## TASK OBJECTIVE
Copy out, word for word, the lines of material from the one containing "Could you find the large" through the one containing "[[456, 205, 478, 235]]", inclusive.

:: MATERIAL SUPPLIED ::

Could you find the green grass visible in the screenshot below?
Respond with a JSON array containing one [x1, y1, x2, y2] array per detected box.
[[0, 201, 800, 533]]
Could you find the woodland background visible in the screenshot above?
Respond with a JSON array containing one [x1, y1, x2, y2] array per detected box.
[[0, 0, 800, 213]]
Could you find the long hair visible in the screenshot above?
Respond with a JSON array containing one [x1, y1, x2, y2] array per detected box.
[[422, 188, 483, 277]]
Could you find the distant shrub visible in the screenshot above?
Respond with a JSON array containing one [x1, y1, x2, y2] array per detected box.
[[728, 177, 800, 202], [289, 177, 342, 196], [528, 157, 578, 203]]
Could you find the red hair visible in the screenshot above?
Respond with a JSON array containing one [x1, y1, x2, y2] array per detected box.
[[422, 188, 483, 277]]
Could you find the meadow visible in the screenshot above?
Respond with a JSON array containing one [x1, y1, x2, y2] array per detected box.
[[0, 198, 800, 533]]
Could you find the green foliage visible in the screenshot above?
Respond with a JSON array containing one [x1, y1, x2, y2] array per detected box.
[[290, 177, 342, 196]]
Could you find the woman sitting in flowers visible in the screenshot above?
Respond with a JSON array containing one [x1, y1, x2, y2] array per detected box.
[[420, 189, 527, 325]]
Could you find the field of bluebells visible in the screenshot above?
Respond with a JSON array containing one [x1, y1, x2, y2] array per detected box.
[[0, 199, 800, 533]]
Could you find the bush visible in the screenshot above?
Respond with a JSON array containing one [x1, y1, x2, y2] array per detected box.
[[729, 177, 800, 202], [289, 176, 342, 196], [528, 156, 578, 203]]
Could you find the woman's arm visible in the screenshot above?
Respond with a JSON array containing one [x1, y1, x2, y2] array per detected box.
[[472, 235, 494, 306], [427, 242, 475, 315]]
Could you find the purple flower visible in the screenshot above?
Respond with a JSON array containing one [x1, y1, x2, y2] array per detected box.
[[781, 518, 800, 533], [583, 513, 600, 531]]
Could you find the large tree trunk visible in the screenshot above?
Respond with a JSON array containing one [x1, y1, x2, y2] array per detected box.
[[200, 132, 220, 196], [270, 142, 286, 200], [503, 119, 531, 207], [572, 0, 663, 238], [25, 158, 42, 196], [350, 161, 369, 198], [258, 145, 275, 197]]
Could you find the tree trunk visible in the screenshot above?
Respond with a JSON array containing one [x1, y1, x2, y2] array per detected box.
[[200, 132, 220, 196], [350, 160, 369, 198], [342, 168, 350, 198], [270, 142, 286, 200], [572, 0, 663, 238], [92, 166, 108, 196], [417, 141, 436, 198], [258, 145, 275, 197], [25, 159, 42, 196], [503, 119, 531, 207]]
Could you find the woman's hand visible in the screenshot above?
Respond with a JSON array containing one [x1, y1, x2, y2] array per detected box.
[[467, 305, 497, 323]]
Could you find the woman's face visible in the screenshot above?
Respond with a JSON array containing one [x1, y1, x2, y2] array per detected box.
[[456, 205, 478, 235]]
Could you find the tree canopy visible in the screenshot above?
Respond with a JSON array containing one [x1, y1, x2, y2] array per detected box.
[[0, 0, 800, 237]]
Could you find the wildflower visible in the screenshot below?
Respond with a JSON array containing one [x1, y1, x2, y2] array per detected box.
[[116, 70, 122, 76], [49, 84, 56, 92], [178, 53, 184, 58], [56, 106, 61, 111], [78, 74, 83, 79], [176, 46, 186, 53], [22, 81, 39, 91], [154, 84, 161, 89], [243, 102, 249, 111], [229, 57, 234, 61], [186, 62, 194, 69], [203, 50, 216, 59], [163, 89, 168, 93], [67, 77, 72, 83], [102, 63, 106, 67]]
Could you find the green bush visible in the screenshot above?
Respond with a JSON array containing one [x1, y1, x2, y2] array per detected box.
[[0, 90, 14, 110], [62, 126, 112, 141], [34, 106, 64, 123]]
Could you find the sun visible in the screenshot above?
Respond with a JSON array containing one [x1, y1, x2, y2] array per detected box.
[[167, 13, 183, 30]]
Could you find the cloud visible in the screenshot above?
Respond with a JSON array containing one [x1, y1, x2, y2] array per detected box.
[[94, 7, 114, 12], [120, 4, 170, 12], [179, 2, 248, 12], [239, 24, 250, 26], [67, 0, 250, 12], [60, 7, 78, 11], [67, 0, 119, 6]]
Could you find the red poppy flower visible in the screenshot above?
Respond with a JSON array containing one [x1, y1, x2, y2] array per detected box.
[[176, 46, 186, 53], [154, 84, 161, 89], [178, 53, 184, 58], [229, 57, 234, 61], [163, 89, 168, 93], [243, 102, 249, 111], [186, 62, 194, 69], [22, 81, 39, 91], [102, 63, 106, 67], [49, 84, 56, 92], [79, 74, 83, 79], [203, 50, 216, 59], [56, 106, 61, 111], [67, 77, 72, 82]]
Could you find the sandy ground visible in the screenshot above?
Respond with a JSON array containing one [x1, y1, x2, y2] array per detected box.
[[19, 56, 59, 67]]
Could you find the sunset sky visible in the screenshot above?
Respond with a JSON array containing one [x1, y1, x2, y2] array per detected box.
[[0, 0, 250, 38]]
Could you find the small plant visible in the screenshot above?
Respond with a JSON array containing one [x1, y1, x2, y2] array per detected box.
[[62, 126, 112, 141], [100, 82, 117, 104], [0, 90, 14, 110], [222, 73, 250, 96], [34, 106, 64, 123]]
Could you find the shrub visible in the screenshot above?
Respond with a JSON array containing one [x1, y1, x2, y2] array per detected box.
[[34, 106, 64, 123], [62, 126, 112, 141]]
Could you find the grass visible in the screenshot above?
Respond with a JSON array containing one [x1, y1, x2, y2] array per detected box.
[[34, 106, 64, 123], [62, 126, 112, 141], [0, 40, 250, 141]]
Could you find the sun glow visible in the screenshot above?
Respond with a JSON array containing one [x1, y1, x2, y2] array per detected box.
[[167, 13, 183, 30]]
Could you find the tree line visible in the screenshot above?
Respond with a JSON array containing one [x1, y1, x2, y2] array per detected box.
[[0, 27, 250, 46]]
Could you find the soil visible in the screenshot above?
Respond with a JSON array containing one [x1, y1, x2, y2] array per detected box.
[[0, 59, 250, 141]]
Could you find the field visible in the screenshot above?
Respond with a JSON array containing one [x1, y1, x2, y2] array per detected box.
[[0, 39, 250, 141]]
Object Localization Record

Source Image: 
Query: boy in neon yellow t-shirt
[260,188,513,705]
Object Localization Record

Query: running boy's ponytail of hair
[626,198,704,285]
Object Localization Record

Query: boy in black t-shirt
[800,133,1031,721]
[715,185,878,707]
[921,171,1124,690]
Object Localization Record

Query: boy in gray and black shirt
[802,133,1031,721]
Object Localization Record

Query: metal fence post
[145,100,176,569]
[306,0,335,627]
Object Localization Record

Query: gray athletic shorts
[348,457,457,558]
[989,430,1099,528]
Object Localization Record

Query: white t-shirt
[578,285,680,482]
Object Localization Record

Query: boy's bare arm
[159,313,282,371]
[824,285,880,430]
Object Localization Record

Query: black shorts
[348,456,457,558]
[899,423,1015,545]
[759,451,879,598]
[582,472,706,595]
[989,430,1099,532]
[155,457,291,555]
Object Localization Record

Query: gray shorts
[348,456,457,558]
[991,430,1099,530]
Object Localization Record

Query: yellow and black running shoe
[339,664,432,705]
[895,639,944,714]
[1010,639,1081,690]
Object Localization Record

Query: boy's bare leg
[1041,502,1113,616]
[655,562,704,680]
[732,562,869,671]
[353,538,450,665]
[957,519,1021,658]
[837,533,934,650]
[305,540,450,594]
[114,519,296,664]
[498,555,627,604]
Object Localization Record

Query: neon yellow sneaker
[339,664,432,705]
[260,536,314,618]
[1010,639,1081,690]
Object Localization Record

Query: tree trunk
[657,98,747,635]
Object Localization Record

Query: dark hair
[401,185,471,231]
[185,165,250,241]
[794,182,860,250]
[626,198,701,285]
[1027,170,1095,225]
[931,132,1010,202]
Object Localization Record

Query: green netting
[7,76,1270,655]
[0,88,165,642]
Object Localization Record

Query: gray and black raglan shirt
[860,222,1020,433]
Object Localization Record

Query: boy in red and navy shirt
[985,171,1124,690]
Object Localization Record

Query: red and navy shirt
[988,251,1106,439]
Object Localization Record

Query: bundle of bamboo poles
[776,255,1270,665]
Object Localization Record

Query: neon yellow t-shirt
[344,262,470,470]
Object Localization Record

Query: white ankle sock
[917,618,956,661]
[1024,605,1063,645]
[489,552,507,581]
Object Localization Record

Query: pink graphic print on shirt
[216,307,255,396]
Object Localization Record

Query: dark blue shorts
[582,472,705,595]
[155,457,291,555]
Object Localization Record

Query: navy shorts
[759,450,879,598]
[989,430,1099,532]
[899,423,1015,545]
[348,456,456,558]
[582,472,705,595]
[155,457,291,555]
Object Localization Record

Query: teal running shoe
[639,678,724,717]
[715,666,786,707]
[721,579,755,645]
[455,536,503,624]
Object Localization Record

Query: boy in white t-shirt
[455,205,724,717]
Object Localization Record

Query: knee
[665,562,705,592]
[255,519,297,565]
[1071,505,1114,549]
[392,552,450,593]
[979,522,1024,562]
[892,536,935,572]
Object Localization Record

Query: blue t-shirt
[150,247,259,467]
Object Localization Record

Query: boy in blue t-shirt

:::

## WORKED ANSWER
Could you find the large tree trunk visible in the screenshot above?
Respond with a JSON array containing one [x1, y1, x2, y2] array per detected box.
[[200, 132, 220, 196], [270, 142, 286, 200], [503, 119, 531, 207], [572, 0, 663, 238], [25, 158, 42, 196], [350, 161, 369, 198], [258, 145, 275, 197]]
Could you find the tree trunk visible in the screenshot above?
Respond with a JSON array containing one [x1, y1, x2, y2] array per detected box.
[[200, 132, 220, 196], [350, 160, 369, 198], [342, 168, 350, 198], [270, 142, 286, 200], [572, 0, 663, 238], [92, 166, 108, 196], [417, 141, 436, 198], [258, 145, 275, 197], [25, 159, 42, 196], [503, 119, 531, 207]]
Could you find the woman's hand visible in the screenshot above?
Respond with a JSON array containing one [x1, y1, x2, y2] array per detected box.
[[467, 305, 497, 323]]
Could you find the woman's face visible in the screenshot above?
Respond with a JSON array containing one [x1, y1, x2, y2] array per detected box.
[[456, 205, 478, 235]]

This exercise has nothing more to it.